Compiti ed esercizi:
1 – Trascrivi fedelmente il passo dell'articolo sulla sinistra nel governo Prodi compreso tra "Paolo Andruccioli: Prove" e "Prodi nel 1998.", estremi inclusi.
2 – Continua l'articolo sulla sinistra nel governo Prodi scrivendo il seguito dopo la sua ultima frase.

Estratto:
Paolo Andruccioli: Prove tecniche della sinistra

28 Giugno 2006
C'è la questione guerra legata alle scelte afghane, ma c'è anche la questione economia, ovvero i possibili tagli al welfare, il blocco dei contratti pubblici, gli interventi sulle pensioni. Per la sinistra ‟radicale” (così viene definita, in contrasto con la sinistra moderata) la strada della sua partecipazione al governo è tutta in salita. Una cosa è certa però - e ne è la prova una riunione che si è tenuta ieri mattina al Jolly Hotel di Roma - non si ripeterà lo scenario del primo governo Prodi, ovvero non ci dovrebbero essere (meglio usare il condizionale) forzature dei singoli partiti che compongono la maggioranza. Rifondazione, Verdi e Pdci non mettono cioè in conto una sfiducia e una rottura, come è successo tra Fausto Bertinotti e Romano Prodi nel 1998.
I dirigenti dei partiti della sinistra che partecipano oggi al governo insieme ai Ds e alla Margherita sono coscienti del fatto che se dovesse cadere questo esecutivo, l'unica alternativa credibile sarebbe quella di una grande coalizione alla tedesca o peggio ancora un nuovo governo di destra, che questa volta - come ha detto ieri Oliviero Diliberto, segretario del Pdci - durerebbe sessant'anni. L'altro elemento (se vogliamo tattico) di cui sembra ci sia coscienza riguarda la compattezza e il coordinamento costante di un'area di sinistra. Sarebbe da evitare, è stato detto ieri, che un singolo partito venga isolato per le sue posizioni coerenti, magari appunto contro l'intervento militare in Afghanistan. O peggio è da evitare lo scambio di maggioranze (l'Udc che già si dice disposta a votare per la missione in Afghanistan). Ma oltre ai tatticismi e al senso di responsabilità nei confronti degli elettori, emerge anche qualcosa di più: la possibilità di disegnare un percorso comune della sinistra in un futuro che vede all'orizzonte la nascita del Partito Democratico italiano. Gennaro Migliore, a nome di Rifondazione comunista, ha detto ieri che il suo partito è interessato al dialogo anche se ha già messo in campo da tempo l'ipotesi del Partito della sinistra europea.

Dati:
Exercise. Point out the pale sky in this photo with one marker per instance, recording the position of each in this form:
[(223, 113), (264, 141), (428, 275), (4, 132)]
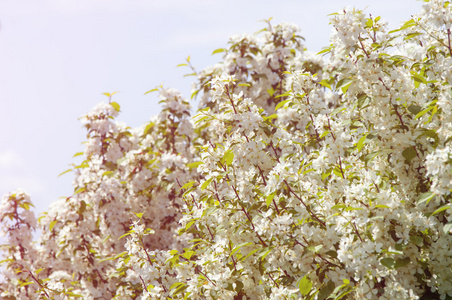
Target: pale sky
[(57, 57)]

Risposte ai compiti:
1 –
Paolo Andruccioli: Prove tecniche della sinistra

28 Giugno 2006
C'è la questione guerra legata alle scelte afghane, ma c'è anche la questione economia, ovvero i possibili tagli al welfare, il blocco dei contratti pubblici, gli interventi sulle pensioni. Per la sinistra ‟radicale” (così viene definita, in contrasto con la sinistra moderata) la strada della sua partecipazione al governo è tutta in salita. Una cosa è certa però - e ne è la prova una riunione che si è tenuta ieri mattina al Jolly Hotel di Roma - non si ripeterà lo scenario del primo governo Prodi, ovvero non ci dovrebbero essere (meglio usare il condizionale) forzature dei singoli partiti che compongono la maggioranza. Rifondazione, Verdi e Pdci non mettono cioè in conto una sfiducia e una rottura, come è successo tra Fausto Bertinotti e Romano Prodi nel 1998.

2 –
Oliviero Diliberto, segretario del Pdci, rilancia invece l'ipotesi del Partito del lavoro, mentre i Verdi, con Bonelli, ribadiscono di essere interessati alla costruzione di un luogo di consultazione costante della sinistra. Al dibattito di ieri hanno partecipato anche sindacalisti (c'era anche Nicolosi che ha sostituito Patta in Cgil) e rappresentanti di aree diverse. Paolo Nerozzi, segretario confederale della Cgil e diessino di sinistra, ha invitato tutti a riflettere sui limiti e gli errori. Il mondo è cambiato e cambiano anche i problemi della rappresentanza. La politica non si può autoriprodurre come se niente fosse successo e deve piuttosto prendere spunto da una splendida vittoria come quella del referendum. Il problema, dunque, è riorganizzare una forza di sinistra, ma con criteri completamente rinnovati.
Un processo molto difficile, come ha spiegato bene ieri l'ex sindacalista della Cgil, Fulvio Perini che invita però a scommettere sull'impresa e come ha detto anche Aldo Tortorella, che dall'alto dei suoi ottantanni (‟un ragazzo viste le età di molti esponenti ancora attivi nella politica italiana”), ha invitato i più giovani a riprendere un percorso che era stato avviato, quello appunto del Partito del lavoro, ma che poi si è arenato. Una nuova forza politica di sinistra, ha spiegato Tortorella, non potrà che ripartire dal lavoro e dalla necessità fondante di mantenere aperta l'idea della trasformazione sociale. La parole chiave: ‟lavoro e libertà”.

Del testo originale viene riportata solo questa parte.